Extract each line of the material below that contains the string "hill". Treat uppercase and lowercase letters as distinct.

— begin LISTED RECORDS —

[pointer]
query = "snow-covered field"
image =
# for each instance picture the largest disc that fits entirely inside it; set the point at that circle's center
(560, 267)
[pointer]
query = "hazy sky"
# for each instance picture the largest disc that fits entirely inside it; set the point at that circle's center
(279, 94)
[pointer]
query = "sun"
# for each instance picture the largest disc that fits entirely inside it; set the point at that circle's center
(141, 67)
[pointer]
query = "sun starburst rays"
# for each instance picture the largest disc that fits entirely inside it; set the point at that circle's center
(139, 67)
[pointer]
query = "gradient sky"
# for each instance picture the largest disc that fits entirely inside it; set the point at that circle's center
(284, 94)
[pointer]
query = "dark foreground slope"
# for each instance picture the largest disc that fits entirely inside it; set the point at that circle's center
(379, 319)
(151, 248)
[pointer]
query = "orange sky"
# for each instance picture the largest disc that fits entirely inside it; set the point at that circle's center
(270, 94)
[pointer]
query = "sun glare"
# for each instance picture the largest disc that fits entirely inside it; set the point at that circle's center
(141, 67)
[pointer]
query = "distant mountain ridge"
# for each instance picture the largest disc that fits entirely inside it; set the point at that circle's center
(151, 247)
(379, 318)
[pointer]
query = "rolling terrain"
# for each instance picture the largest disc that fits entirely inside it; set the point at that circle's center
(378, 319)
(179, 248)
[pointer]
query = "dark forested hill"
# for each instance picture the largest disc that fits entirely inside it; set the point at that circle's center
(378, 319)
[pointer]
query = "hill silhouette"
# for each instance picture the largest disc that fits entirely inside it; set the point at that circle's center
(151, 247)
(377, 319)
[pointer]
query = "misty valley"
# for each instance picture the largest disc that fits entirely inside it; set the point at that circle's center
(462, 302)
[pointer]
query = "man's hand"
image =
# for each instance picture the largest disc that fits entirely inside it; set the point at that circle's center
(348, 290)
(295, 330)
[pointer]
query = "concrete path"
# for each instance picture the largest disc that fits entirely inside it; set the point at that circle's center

— end LISTED RECORDS —

### ANSWER TO THE EXERCISE
query = "dark forested hill"
query = "hill silhouette"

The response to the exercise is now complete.